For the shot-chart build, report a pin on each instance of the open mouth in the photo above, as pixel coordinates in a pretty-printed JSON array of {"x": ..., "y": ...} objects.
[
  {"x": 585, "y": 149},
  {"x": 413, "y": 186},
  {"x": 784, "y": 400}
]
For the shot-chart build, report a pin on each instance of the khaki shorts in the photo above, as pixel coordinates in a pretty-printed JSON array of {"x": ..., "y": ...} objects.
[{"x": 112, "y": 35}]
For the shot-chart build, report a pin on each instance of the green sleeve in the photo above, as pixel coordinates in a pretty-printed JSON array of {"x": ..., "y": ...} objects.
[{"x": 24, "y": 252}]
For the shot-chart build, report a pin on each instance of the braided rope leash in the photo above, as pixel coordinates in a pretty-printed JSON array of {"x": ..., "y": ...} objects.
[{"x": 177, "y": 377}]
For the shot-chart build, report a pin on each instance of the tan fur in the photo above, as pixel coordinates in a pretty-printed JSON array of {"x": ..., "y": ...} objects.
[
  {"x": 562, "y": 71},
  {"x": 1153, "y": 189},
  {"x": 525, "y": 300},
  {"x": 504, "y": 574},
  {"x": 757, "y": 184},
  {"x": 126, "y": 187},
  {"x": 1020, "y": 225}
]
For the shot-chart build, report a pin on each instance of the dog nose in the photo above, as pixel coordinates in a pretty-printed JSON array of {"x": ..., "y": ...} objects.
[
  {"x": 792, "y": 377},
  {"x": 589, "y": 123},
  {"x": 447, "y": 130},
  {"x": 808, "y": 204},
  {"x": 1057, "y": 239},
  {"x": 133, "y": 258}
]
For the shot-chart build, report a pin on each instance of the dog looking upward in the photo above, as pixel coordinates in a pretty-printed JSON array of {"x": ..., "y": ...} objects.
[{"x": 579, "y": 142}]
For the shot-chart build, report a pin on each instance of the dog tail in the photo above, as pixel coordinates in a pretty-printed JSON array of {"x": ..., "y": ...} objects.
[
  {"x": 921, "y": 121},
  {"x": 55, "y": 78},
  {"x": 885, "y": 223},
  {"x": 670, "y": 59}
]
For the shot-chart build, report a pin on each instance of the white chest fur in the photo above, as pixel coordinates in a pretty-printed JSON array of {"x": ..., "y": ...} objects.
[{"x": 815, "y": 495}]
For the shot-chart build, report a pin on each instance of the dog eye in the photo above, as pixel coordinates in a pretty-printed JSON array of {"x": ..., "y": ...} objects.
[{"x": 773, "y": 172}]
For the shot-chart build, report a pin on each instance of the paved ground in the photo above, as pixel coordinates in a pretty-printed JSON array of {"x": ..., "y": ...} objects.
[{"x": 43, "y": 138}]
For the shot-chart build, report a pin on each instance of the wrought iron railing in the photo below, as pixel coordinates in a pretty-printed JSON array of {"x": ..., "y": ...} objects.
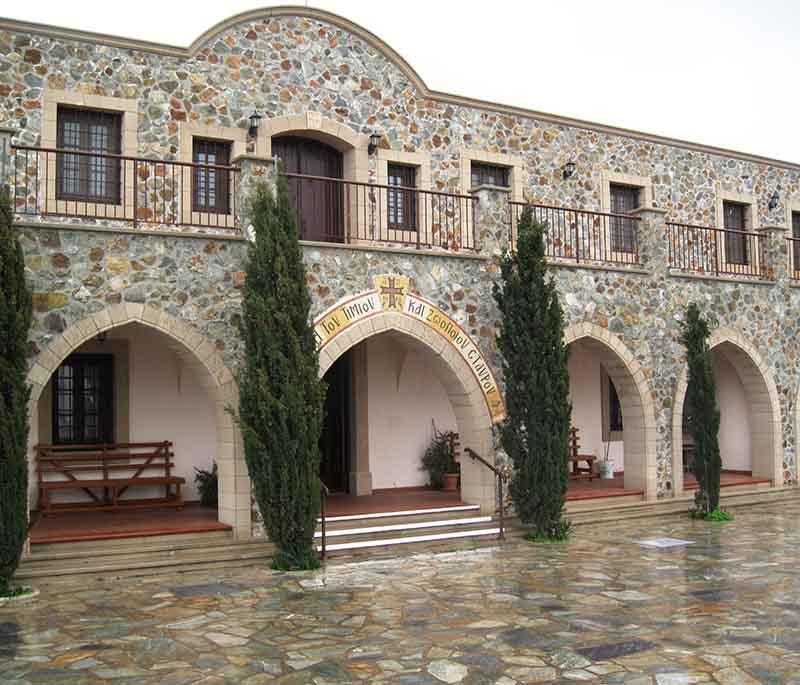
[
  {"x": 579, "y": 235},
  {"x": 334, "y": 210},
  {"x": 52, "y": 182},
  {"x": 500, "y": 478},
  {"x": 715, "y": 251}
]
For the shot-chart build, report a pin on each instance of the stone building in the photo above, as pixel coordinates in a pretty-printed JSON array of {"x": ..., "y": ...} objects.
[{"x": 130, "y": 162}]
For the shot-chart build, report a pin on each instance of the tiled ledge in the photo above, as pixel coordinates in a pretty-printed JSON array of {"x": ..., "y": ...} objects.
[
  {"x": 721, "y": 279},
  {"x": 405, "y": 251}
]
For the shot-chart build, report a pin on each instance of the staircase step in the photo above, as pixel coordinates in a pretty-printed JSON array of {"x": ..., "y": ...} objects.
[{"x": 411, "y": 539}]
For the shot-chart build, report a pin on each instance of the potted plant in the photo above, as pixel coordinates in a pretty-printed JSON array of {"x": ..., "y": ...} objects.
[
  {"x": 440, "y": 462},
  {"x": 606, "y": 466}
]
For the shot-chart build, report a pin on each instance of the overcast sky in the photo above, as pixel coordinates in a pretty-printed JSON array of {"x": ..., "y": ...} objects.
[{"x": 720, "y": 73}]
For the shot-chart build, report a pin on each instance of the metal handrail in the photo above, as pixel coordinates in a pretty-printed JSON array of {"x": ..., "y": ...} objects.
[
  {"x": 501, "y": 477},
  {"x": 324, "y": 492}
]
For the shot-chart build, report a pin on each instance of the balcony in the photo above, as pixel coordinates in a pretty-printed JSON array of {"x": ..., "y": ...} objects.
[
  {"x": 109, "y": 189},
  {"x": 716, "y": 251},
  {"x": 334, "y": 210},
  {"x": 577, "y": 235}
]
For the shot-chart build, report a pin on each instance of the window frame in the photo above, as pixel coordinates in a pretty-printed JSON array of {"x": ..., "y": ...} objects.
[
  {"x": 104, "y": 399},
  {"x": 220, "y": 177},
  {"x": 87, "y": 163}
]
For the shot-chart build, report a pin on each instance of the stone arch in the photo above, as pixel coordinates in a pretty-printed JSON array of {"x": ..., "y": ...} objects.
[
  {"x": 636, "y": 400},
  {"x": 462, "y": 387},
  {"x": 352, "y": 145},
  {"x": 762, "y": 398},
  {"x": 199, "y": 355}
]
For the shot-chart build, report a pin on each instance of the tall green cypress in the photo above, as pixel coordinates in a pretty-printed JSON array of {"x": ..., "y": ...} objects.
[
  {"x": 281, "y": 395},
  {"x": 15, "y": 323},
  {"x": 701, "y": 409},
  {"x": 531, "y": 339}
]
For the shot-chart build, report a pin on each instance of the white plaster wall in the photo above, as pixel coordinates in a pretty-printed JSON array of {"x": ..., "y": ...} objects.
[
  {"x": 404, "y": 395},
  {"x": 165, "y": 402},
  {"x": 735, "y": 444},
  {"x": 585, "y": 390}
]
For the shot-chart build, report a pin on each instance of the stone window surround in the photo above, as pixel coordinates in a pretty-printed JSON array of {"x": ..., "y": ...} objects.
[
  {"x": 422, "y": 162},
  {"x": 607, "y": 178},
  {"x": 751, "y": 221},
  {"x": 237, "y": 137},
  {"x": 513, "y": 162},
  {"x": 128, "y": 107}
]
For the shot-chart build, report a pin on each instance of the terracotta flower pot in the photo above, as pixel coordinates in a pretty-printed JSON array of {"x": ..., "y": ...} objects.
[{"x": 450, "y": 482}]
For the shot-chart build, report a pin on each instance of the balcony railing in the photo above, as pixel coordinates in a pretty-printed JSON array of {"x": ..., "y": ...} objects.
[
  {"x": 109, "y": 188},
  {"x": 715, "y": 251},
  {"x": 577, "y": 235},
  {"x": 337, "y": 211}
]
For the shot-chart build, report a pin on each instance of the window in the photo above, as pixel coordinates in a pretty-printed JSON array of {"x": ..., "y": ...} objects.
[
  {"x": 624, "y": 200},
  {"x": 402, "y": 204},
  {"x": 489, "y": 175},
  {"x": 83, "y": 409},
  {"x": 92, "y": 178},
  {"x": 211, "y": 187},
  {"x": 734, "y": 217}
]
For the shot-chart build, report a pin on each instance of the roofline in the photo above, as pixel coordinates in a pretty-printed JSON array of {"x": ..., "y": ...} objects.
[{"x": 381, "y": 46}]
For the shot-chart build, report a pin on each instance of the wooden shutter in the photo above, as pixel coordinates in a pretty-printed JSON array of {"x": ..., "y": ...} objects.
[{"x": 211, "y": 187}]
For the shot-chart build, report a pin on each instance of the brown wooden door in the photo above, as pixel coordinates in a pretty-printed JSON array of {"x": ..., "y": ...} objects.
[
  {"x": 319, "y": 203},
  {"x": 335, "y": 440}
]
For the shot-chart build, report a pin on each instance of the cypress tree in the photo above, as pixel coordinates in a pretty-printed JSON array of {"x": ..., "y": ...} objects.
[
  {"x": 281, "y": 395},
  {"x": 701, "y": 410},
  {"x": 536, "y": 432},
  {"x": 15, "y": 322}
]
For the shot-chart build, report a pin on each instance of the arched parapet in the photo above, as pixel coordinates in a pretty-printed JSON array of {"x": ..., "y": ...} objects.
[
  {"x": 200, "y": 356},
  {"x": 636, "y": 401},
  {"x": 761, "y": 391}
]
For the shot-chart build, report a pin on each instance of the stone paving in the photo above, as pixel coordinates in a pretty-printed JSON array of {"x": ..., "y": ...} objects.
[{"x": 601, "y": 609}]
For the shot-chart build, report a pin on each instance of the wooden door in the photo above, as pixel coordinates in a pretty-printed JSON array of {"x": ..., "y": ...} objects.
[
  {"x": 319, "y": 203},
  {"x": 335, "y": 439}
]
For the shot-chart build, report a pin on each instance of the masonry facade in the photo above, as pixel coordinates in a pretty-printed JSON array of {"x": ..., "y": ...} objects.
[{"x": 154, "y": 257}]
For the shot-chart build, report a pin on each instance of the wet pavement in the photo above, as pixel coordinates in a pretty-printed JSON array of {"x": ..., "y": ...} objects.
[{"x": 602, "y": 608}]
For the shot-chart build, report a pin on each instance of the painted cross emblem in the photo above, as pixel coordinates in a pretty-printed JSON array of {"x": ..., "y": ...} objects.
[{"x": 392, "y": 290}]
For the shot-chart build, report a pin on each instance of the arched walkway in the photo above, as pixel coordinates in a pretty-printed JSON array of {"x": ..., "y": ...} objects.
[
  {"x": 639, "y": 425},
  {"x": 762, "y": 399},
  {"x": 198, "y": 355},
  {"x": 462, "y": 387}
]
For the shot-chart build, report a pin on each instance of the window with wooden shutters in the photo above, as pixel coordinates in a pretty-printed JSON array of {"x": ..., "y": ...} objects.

- **Work request**
Restate precisely, and with nothing added, the lines from the one with "of the masonry" through the final line of the material.

- **Exercise result**
For the shot-chart build, report a pin on each instance of the masonry facade in the photo above, as pixel coordinates in a pretty-printed JSON array of {"x": ..., "y": ...} objects.
[{"x": 154, "y": 257}]
For the shot-chart build, report a pin on each instance of the wet pavement in the photo above, as pixel coordinates in a pretty-printed JSON array of {"x": ..., "y": ...} objects.
[{"x": 602, "y": 608}]
For the shot-chart build, report a pin on each instance of the painted cross emblem in the photo above, as pixel coordinates in a pretty-printed JSON array of {"x": ..., "y": ...} objects.
[{"x": 392, "y": 290}]
For the shot-chart build, report a pin on each instance of the arched walkway in the photo above, as pixel coordinates in a pretty-printed JSON array of {"x": ..., "y": ...} objects.
[
  {"x": 639, "y": 425},
  {"x": 762, "y": 399},
  {"x": 198, "y": 355},
  {"x": 462, "y": 387}
]
For the shot-chart build, report a pin on each instance of the window with wooden shutters in the photo above, as pixel coordinates in a pretty-printed JSON array of {"x": ..., "y": ...} objects.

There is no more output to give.